**İstenen Görev:**
Aşağıda Zâriyât suresinden ayetleri ve Türkçe meallerini sıralayan metni, gösterilen son ayetten sonra aynı düzenle sürdürünüz.

**Metin:**
------------------------------------------------------------------------
إِنَّكُمْ لَفِي قَوْلٍ مُّخْتَلِفٍ

 Zâriyât / 8 -

 Diyanet Vakfi = (7-9) İçinde yörüngeleri olan göğe andolsun ki siz çelişkili sözler söylüyorsunuz. Ondan (Kur'an'dan veya imandan) dönen döndürülür (engellenmez).


يُؤْفَكُ عَنْهُ مَنْ أُفِكَ

 Zâriyât / 9 -

 Diyanet Vakfi = (7-9) İçinde yörüngeleri olan göğe andolsun ki siz çelişkili sözler söylüyorsunuz. Ondan (Kur'an'dan veya imandan) dönen döndürülür (engellenmez).


قُتِلَ الْخَرَّاصُونَ

 Zâriyât / 10 -

 Diyanet Vakfi = Kahrolsun o koyu yalancılar!


الَّذِينَ هُمْ فِي غَمْرَةٍ سَاهُونَ

 Zâriyât / 11 -

 Diyanet Vakfi = Onlar koyu bir cehalet içerisinde kalmış gafillerdir.


يَسْأَلُونَ أَيَّانَ يَوْمُ الدِّينِ

 Zâriyât / 12 -

 Diyanet Vakfi = Ceza gününün ne zaman olduğunu sorarlar.


يَوْمَ هُمْ عَلَى النَّارِ يُفْتَنُونَ

 Zâriyât / 13 -

 Diyanet Vakfi = O gün onlar ateşe sokulacaklardır.


ذُوقُوا فِتْنَتَكُمْ هَذَا الَّذِي كُنتُم بِهِ تَسْتَعْجِلُونَ

 Zâriyât / 14 -

 Diyanet Vakfi = Azabınızı tadın! Acele gelmesini beklediğiniz şey budur işte! (denir.)
------------------------------------------------------------------------
**Verilen Veriler:**
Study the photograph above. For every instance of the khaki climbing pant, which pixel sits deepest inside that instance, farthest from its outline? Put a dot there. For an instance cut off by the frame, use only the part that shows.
------------------------------------------------------------------------
**Beklenen Çıktı:**
إِنَّ الْمُتَّقِينَ فِي جَنَّاتٍ وَعُيُونٍ

 Zâriyât / 15 -

 Diyanet Vakfi = (15-16) Şüphesiz ki Allah'a isyandan sakınanlar, Rablerinin kendilerine verdiğini alarak cennetlerde ve pınar başlarında bulunacaklar. Kuşkusuz onlar, bundan önce dünyada güzel davrananlardı.


آخِذِينَ مَا آتَاهُمْ رَبُّهُمْ إِنَّهُمْ كَانُوا قَبْلَ ذَلِكَ مُحْسِنِينَ

 Zâriyât / 16 -

 Diyanet Vakfi = Rablerinin kendilerine verdiğini alırlar. Çünkü onlar, bundan önce ihsanda bulunanlardı.


كَانُوا قَلِيلًا مِّنَ اللَّيْلِ مَا يَهْجَعُونَ

 Zâriyât / 17 -

 Diyanet Vakfi = Geceleri pek az uyurlardı.


وَبِالْأَسْحَارِ هُمْ يَسْتَغْفِرُونَ

 Zâriyât / 18 -

 Diyanet Vakfi = Seher vakitlerinde de istiğfar ederlerdi.


وَفِي أَمْوَالِهِمْ حَقٌّ لِّلسَّائِلِ وَالْمَحْرُومِ

 Zâriyât / 19 -

 Diyanet Vakfi = Mallarında, muhtaç ve yoksullar için bir hak vardı.


وَفِي الْأَرْضِ آيَاتٌ لِّلْمُوقِنِينَ

 Zâriyât / 20 -

 Diyanet Vakfi = Kesin olarak inananlar için yeryüzünde âyetler vardır.


وَفِي أَنفُسِكُمْ أَفَلَا تُبْصِرُونَ

 Zâriyât / 21 -

 Diyanet Vakfi = Kendi nefislerinizde de öyle. Görmüyor musunuz?


وَفِي السَّمَاء رِزْقُكُمْ وَمَا تُوعَدُونَ

 Zâriyât / 22 -

 Diyanet Vakfi = Semada da rızkınız ve size vâdedilen başka şeyler vardır.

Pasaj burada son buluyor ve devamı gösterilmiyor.